Text section:
┏━━

MemSQL Helios Technical Overview

$
0
0

Feed: MemSQL Blog.
Author: Floyd Smith.

Solutions Engineer Mihir Bhojani presents a 20-minute technical overview of MemSQL Helios. In this webinar recap, we present the key points of the interview, and give you a chance to review them at your leisure. You can also view the MemSQL Helios Technical Overview

In this webinar, we’ll cover what exactly MemSQL Helios is and how it compares with self-managed MemSQL, which you download yourself, provision, and run in the cloud or on-premises. With MemSQL Helios, MemSQL provisions the hardware in the cloud and runs MemSQL itself; you just set up tables and manage your data. After describing Helios, I’ll have a hands-on demo that will show you the whole end-to-end process of getting started with Helios. 

Helios is fully managed, on-demand, and elastic

Helios is basically the MemSQL product that you’ve known and you have used before, except that it’s a fully managed service. We offer it on an on-demand model so you can spin up clusters on the fly temporarily for a few hours, or keep them long-running. 

MemSQL Helios is also an elastic database, because you’ll be able to grow your cluster or shrink on the fly, and also on demand. All of this is done online, so there’s no downtime when you scale out or scale down. With Helios, we here at MemSQL take care of your cluster provisioning and software deployment. We’ll do biweekly maintenance upgrades on your cluster. And ongoing management and operations of your cluster will be handled by MemSQL experts. That leaves you, as the user, to be only responsible for logical management of your data, helping you to keep your focus on application development.

┗━━

Stored dataset items
┏━━

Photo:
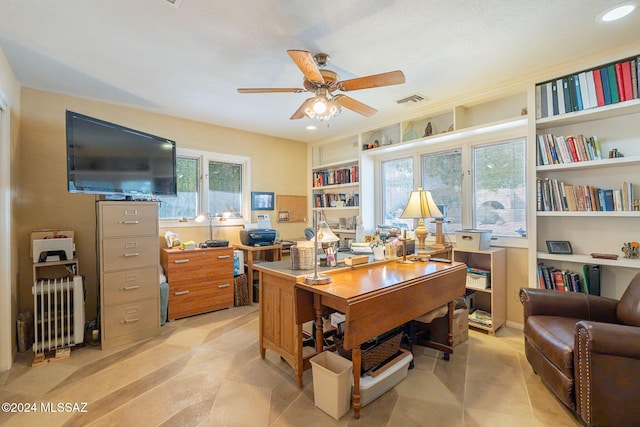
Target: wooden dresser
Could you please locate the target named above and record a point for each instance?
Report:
(200, 280)
(128, 248)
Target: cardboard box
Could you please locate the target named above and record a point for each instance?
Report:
(460, 327)
(473, 240)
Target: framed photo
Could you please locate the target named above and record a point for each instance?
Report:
(283, 216)
(561, 247)
(261, 201)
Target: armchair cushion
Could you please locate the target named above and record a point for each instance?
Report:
(554, 337)
(629, 307)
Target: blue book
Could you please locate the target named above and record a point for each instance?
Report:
(576, 82)
(567, 95)
(606, 91)
(613, 84)
(608, 200)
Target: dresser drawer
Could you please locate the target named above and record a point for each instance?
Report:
(195, 266)
(132, 285)
(129, 252)
(187, 300)
(129, 318)
(121, 219)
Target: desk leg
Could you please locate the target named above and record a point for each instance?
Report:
(319, 323)
(356, 356)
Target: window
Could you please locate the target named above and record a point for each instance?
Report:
(185, 204)
(209, 182)
(442, 175)
(397, 183)
(499, 190)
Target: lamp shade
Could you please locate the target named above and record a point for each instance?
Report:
(325, 235)
(421, 205)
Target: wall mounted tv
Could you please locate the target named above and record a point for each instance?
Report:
(105, 158)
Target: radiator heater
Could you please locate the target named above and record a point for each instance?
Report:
(58, 306)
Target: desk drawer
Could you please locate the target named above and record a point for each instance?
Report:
(132, 285)
(129, 318)
(129, 252)
(140, 219)
(187, 300)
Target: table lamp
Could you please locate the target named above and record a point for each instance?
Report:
(421, 205)
(323, 235)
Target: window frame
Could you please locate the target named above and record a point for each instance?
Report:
(465, 143)
(204, 157)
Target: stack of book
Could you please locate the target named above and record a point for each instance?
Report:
(567, 149)
(345, 175)
(608, 84)
(558, 196)
(560, 280)
(331, 200)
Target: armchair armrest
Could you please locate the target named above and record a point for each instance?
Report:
(547, 302)
(608, 338)
(607, 373)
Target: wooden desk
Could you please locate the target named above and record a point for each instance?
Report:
(257, 253)
(286, 303)
(378, 299)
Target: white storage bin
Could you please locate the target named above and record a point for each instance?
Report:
(331, 379)
(473, 240)
(373, 387)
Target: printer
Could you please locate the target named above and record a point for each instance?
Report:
(258, 236)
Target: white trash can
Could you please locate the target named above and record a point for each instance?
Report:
(332, 383)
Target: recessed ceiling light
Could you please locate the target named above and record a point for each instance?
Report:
(617, 12)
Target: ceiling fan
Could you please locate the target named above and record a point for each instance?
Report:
(323, 82)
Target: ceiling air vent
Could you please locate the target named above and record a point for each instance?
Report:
(412, 99)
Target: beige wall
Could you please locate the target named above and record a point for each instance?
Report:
(9, 137)
(44, 202)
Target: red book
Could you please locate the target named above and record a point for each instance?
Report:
(621, 94)
(599, 92)
(626, 77)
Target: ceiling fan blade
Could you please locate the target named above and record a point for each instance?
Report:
(376, 80)
(307, 65)
(353, 105)
(270, 90)
(300, 111)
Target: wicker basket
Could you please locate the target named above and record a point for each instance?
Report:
(375, 355)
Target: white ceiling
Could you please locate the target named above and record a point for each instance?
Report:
(188, 59)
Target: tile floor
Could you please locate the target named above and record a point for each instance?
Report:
(206, 371)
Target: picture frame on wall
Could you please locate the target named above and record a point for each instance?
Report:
(559, 247)
(262, 201)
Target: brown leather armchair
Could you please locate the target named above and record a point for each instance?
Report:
(586, 349)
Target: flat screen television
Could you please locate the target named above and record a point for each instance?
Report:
(105, 158)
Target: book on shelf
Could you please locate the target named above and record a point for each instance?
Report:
(567, 149)
(592, 88)
(553, 195)
(550, 277)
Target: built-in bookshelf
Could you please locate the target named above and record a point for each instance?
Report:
(587, 169)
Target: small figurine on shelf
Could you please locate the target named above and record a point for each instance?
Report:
(630, 250)
(428, 131)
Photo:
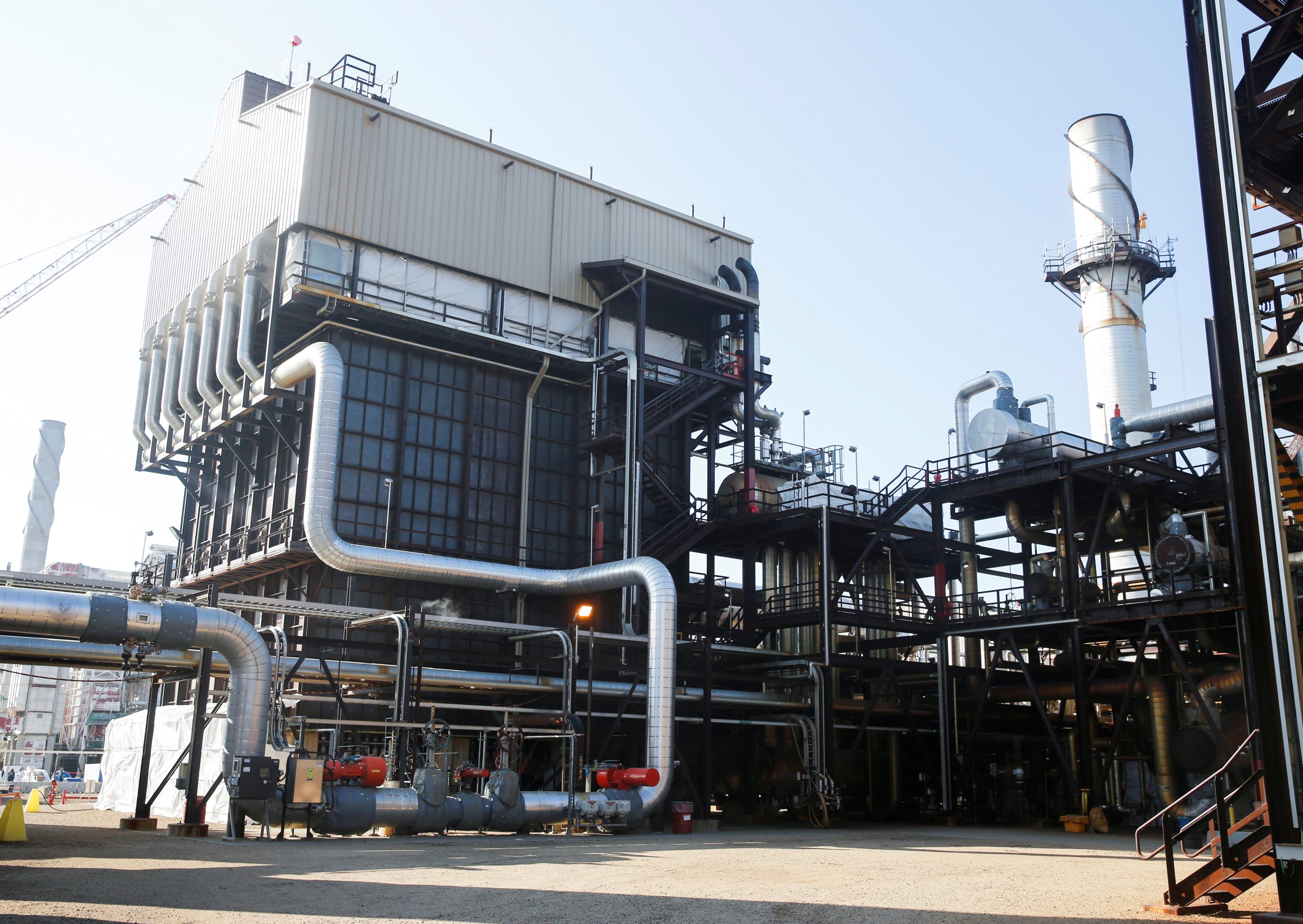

┗━━

Your tasks:
A – According to the MemSQL Helios overview, how often does MemSQL carry out maintenance upgrades on a Helios cluster?
B – Go on with the MemSQL Helios overview, picking up right after its final sentence.
The stored dataset items are not needed here.

Responses by item number:
A – Biweekly.

B –
Helios delivers effortless deployment, superior TCO, cloud flexibility and more

With MemSQL Helios, you get effortless deployment and elastic scale, so you can have a cluster up and running in five minutes. We’re going to demonstrate that today. You have superior TCO when you compare to legacy databases, so you can do a lot more with Helios with a lot less hardware allocated. You have multi-cloud and hybrid flexibility, so you have your pick when it comes to which cloud provider and which region you want to deploy in.

Helios uses the MemSQL Kubernetes Operator and containers

Currently MemSQL Helios is available on AWS and GCP; we have multiple global regions in both of those platforms, and we have Azure support coming in the next five to six months.

Let’s talk about how Helios works under the hood, then we can jump into the demo. Helios is facilitated by, and built on, Kubernetes. (Using the beta MemSQL Kubernetes Operator – Ed.) This helps us enable unique features like auto-healing, handling node failures, and also lets us enable features like auto-scaling and to do rolling online upgrades. 

Because MemSQL is inherently a distributed system, it’s really important that there’s high availability at all times. For storage, MemSQL makes use of basically the block storage of your cloud provider. We choose optimal instance type and node configuration when you start creating the cluster.

High availability (HA) is transparently built in. So you will have HA as soon as you spin up the cluster. The way HA works in MemSQL is that leaf nodes are basically paired up. Leaf nodes are basically data nodes, and you have data being duplicated from one leaf node to another and vice versa. So if one leaf node goes down, the other one can keep the cluster up and live. Security is also enabled by default. The way we do that is we have in-flight encryption, so we encrypt your connections using TLS in-flight. Then we also have at-rest encryption. We use your cloud provider’s encryption services to do encryption.

Let’s see Helios in action. I want to outline what exactly we’ll be seeing today. 

Our demo shows an ad tech use case built with Helios

The use case for today that we’re going to handle, and this is a real-life use case that we have companies using MemSQL for, is ad tech. So this data set is a digital advertising data example, which basically drills down and gets data from a traditional funnel. So we’re going to see multiple different advertisers and campaigns and we’re going to see what kind of engagements and events they are generating. 

We’re going to facilitate that by creating a cluster from scratch. We’ll create the database and tables from scratch as well. And then we’ll create a pipeline to start ingesting data from an existing Kafka topic. Then finally, we’ll access all of this data from Helios via a business intelligence (BI) dashboard.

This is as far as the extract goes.